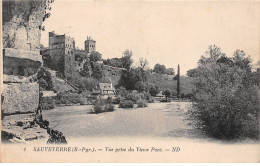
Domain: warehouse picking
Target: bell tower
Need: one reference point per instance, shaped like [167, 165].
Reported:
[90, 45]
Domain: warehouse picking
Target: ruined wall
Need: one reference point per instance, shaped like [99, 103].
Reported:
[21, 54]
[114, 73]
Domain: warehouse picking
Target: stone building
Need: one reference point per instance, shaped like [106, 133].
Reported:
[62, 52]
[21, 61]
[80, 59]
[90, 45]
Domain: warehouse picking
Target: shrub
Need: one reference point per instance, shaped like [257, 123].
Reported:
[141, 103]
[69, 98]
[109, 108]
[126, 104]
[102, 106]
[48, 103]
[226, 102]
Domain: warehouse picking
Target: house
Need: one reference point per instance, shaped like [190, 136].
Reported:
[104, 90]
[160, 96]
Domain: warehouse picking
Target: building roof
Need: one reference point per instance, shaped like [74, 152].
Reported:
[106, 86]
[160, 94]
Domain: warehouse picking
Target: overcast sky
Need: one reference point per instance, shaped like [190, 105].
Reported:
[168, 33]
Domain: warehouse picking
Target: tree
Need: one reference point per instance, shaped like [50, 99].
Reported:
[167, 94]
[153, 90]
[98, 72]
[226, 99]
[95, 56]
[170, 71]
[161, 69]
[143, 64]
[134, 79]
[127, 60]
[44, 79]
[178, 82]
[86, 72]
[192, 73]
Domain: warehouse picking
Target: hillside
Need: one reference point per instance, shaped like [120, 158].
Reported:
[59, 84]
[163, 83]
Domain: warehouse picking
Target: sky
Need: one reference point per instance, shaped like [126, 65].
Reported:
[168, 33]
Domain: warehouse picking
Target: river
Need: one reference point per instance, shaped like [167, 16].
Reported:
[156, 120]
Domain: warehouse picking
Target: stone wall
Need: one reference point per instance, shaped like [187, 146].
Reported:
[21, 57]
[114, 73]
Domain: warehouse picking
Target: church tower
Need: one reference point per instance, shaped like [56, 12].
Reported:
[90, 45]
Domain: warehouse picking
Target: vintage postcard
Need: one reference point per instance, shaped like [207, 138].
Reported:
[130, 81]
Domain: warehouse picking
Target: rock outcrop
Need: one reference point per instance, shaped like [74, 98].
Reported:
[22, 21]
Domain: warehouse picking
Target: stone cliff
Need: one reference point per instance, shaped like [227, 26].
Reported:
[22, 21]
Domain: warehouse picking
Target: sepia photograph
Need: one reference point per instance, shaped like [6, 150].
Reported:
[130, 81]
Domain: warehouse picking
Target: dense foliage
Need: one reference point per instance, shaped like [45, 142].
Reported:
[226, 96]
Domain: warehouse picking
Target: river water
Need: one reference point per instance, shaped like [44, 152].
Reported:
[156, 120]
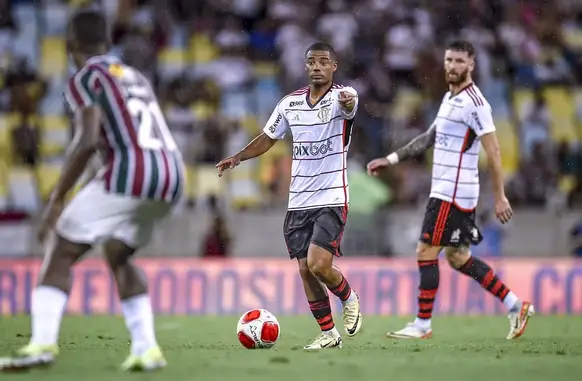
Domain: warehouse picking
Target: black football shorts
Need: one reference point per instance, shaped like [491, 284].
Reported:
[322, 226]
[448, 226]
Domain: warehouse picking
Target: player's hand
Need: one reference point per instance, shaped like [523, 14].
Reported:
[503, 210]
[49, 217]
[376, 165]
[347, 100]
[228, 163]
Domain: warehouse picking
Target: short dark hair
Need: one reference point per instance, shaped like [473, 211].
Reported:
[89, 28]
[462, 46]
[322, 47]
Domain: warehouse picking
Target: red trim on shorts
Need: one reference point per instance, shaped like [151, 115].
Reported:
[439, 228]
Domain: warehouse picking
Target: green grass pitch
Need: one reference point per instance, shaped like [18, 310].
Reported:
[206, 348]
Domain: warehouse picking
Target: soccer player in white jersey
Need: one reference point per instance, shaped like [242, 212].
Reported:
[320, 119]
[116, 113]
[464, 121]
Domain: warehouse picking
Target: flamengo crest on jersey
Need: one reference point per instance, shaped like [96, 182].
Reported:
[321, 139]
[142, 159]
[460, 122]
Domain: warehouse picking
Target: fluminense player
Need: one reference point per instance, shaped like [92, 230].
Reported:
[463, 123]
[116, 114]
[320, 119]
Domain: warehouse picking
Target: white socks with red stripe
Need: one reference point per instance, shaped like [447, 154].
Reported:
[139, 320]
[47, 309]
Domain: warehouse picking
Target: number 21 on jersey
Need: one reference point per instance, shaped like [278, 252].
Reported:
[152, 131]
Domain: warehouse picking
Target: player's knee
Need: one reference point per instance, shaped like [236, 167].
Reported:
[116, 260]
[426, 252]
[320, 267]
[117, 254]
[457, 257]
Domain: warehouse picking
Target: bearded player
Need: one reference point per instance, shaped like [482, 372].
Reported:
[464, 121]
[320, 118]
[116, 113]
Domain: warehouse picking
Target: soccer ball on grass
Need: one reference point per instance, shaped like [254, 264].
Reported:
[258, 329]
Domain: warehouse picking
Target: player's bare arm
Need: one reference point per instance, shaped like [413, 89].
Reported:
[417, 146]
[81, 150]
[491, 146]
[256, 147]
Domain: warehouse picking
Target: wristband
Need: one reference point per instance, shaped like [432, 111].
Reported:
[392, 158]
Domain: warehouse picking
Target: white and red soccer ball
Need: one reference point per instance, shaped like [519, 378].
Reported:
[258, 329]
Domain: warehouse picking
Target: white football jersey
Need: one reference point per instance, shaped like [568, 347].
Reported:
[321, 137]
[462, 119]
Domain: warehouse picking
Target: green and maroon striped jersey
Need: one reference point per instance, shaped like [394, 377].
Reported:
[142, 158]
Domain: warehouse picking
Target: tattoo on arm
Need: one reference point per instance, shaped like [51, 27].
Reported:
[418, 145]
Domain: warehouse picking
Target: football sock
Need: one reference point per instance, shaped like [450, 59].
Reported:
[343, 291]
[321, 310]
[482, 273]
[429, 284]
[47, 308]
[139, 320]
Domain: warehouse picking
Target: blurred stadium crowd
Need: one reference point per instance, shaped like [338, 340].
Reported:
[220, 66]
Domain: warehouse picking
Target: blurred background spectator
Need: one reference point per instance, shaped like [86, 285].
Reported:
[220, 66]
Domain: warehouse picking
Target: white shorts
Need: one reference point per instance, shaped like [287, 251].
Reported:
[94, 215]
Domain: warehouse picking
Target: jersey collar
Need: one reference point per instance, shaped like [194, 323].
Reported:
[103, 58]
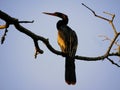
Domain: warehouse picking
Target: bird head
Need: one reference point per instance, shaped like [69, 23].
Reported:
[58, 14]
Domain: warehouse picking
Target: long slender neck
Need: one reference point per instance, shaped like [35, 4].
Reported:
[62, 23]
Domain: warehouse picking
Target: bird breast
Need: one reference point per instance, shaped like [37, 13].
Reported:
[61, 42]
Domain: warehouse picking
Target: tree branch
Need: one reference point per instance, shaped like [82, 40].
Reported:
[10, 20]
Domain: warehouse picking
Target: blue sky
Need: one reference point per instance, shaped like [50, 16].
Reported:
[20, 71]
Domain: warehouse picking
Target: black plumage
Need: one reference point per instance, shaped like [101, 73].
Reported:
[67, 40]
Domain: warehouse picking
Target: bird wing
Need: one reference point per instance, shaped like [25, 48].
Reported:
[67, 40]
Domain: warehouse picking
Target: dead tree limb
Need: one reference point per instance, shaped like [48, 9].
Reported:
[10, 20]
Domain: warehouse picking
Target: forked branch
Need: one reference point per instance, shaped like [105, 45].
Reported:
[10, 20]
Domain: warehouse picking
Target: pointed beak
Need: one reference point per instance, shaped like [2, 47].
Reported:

### [GIVEN REQUEST]
Skip the pictures and print each record exactly as it stands.

### [RESULT BELOW]
Domain: warehouse picking
Target: bell tower
Need: one reference point per instance, shaped like [167, 165].
Reported:
[90, 45]
Domain: warehouse picking
Target: ruined wall
Need: one reference point per instance, shaped like [99, 103].
Reported:
[21, 54]
[114, 73]
Domain: warehouse picking
Target: stone building
Need: one reference point per instance, shaped like [106, 133].
Reported:
[62, 52]
[21, 61]
[80, 59]
[90, 45]
Domain: warehouse picking
Target: shrub
Need: one reference point per instance, shaped like [257, 123].
Reported:
[141, 103]
[69, 98]
[109, 108]
[126, 104]
[102, 106]
[48, 103]
[226, 102]
Domain: warehouse picking
Target: house
Need: one reference point per instance, shaped like [190, 136].
Reported:
[104, 90]
[160, 96]
Domain: warehouse picking
Target: building roof
Need: one reference point per instance, shaped like [74, 152].
Reported:
[106, 86]
[160, 94]
Domain: warehouse picking
Target: overcast sky
Need: one reference point per instance, shaped like [190, 105].
Reported:
[168, 33]
Domain: warehouse picking
Target: tree
Need: one reference point per instance, shaped like [50, 99].
Reported:
[167, 94]
[153, 90]
[98, 72]
[226, 99]
[95, 56]
[170, 71]
[161, 69]
[143, 64]
[134, 79]
[127, 60]
[44, 79]
[178, 82]
[86, 72]
[192, 73]
Domain: warehouse picking
Target: hillside
Need: one reference point per instance, shaped like [120, 158].
Reported:
[59, 84]
[163, 83]
Domain: warehouse picking
Target: sky
Need: one reference point per instance, shaped like [126, 65].
Reported:
[168, 33]
Domain: warehouse picking
Target: river
Need: one reference point per instance, shaped like [167, 16].
Reported:
[156, 120]
Domain: warehouse picking
Target: stone wall
Need: one reference point per instance, shaped like [187, 146].
Reported:
[21, 57]
[114, 73]
Domain: warehouse picking
Target: church tower
Need: one reference point per instance, shaped like [56, 12].
Reported:
[90, 45]
Domain: warehouse picking
Target: vintage postcard
Need: one reference point per instance, shaped like [207, 138].
Reported:
[130, 81]
Domain: warehouse picking
Target: rock outcrop
Need: one reference point per instance, shaped like [74, 98].
Reported:
[22, 21]
Domain: warehouse picking
Target: stone cliff
Need: one reference point per instance, shaped like [227, 26].
Reported:
[22, 21]
Domain: warehouse picking
Target: sepia photograph
Need: one reference point per instance, shaped like [6, 150].
Reported:
[130, 81]
Domain: warehouse picking
Target: dense foliage
Need: one reference point per instance, shaped like [45, 142].
Reported:
[226, 96]
Domain: warehouse picking
Target: river water
Need: one reference point per instance, shaped like [44, 152].
Reported:
[156, 120]
Domain: warehouse picking
Target: black football shorts
Need: one reference point per instance, shaped like [491, 284].
Reported:
[322, 226]
[448, 226]
Domain: warehouse picking
Target: player's hand
Need: one reference point per instance, shaped like [523, 14].
Reported:
[503, 210]
[49, 217]
[376, 165]
[347, 100]
[228, 163]
Domain: warehouse picking
Target: short dark hair
Need: one reference point per instance, shaped like [473, 211].
Reported:
[89, 28]
[462, 46]
[322, 47]
Domain: warehouse picking
Target: red trim on shorts
Need: one reference point per instance, shaped like [151, 115].
Reported:
[439, 228]
Domain: warehouse picking
Target: green grass pitch
Need: one reference point per instance, shaped like [18, 310].
Reported:
[206, 348]
Domain: warehouse picking
Target: soccer player in white jersey
Need: one reference point per instance, shaped like [242, 212].
Reported:
[320, 119]
[116, 113]
[464, 121]
Domain: warehouse picking
Target: flamengo crest on jersey
Need: one reference point per instance, shaped like [96, 182].
Reported:
[321, 139]
[142, 159]
[460, 122]
Domain: warehouse picking
Target: fluminense player
Need: one reference point per instance, shaped like [92, 230].
Reported:
[463, 123]
[116, 114]
[320, 119]
Domain: warehouse picking
Target: white socks with red stripe
Need: one reference point per instance, shaped like [447, 154].
Reported:
[139, 320]
[47, 309]
Domain: warehouse picking
Target: number 21 on jersey
Need: one reference point per instance, shaped like [278, 252].
Reported:
[152, 131]
Domain: warehouse picking
Target: player's knee
Need: one reference point per instance, shaped like [236, 167].
Reported:
[116, 260]
[426, 252]
[320, 267]
[117, 254]
[457, 257]
Domain: warehouse picking
Target: bearded player
Need: one reference point per instance, shaped like [482, 372].
Reported:
[464, 121]
[320, 118]
[116, 113]
Domain: warehouse picking
Target: soccer ball on grass
Need: one reference point per instance, shaped like [254, 264].
Reported:
[258, 329]
Domain: warehouse picking
Target: player's bare arm
Need: one reference point per instance, shaped like [413, 89].
Reported:
[417, 146]
[81, 150]
[491, 146]
[256, 147]
Domain: warehouse picking
Target: wristband
Need: one reference point per instance, shaped like [432, 111].
Reported:
[392, 158]
Domain: warehouse picking
Target: white and red soccer ball
Need: one reference point per instance, shaped like [519, 378].
Reported:
[258, 329]
Domain: warehouse picking
Target: white football jersey
Need: one reference point per instance, shaped like [568, 347].
Reported:
[321, 137]
[462, 119]
Domain: warehouse picking
Target: green and maroon striped jersey
Need: one reference point per instance, shaped like [394, 377].
Reported:
[142, 158]
Domain: warehouse picking
Target: tattoo on arm
Need: one reference point per instance, shaped like [51, 27].
Reported:
[418, 145]
Domain: warehouse picking
Target: football sock
Need: one reference point per instance, shaped like [450, 59].
Reported:
[343, 291]
[321, 310]
[482, 273]
[429, 284]
[47, 308]
[139, 320]
Domain: warehouse picking
Target: blurred stadium crowd
Need: one reference point per instance, shaped like [338, 340].
Reported:
[220, 66]
Domain: warehouse picking
Target: blurred background spectator
Need: one reference point per instance, shaped like [86, 285].
Reported:
[220, 66]
Domain: warehouse picking
Target: white shorts
Need: one reference point per instance, shaped like [287, 251].
Reported:
[94, 215]
Domain: warehouse picking
Target: jersey collar
Need: one reference point per instance, shaped like [194, 323].
Reported:
[103, 58]
Domain: warehouse picking
Target: bird head
Need: one reference point per instance, shaped like [69, 23].
Reported:
[58, 14]
Domain: warehouse picking
Target: long slender neck
Need: one reference point per instance, shaped like [35, 4].
Reported:
[62, 23]
Domain: warehouse picking
Target: bird breast
Need: one reference point per instance, shaped like [37, 13].
Reported:
[61, 42]
Domain: warehouse picking
Target: tree branch
Need: one reference point per instance, shaped like [82, 40].
Reported:
[10, 20]
Domain: warehouse picking
Target: blue sky
Need: one reference point per instance, shaped like [50, 16].
Reported:
[20, 71]
Domain: warehouse picking
Target: black plumage
Need: one reference point per instance, shaped like [101, 73].
Reported:
[67, 40]
Domain: warehouse picking
Target: bird wing
Need: one reference point per instance, shaped like [25, 48].
Reported:
[67, 40]
Domain: warehouse picking
Target: dead tree limb
Need: one reference point per instance, shaped like [48, 9].
Reported:
[10, 20]
Domain: warehouse picking
Target: forked branch
Need: one reference point per instance, shaped like [105, 45].
Reported:
[10, 20]
Domain: warehouse picking
Target: pointed beak
Need: one reference point per instance, shaped like [2, 47].
Reported:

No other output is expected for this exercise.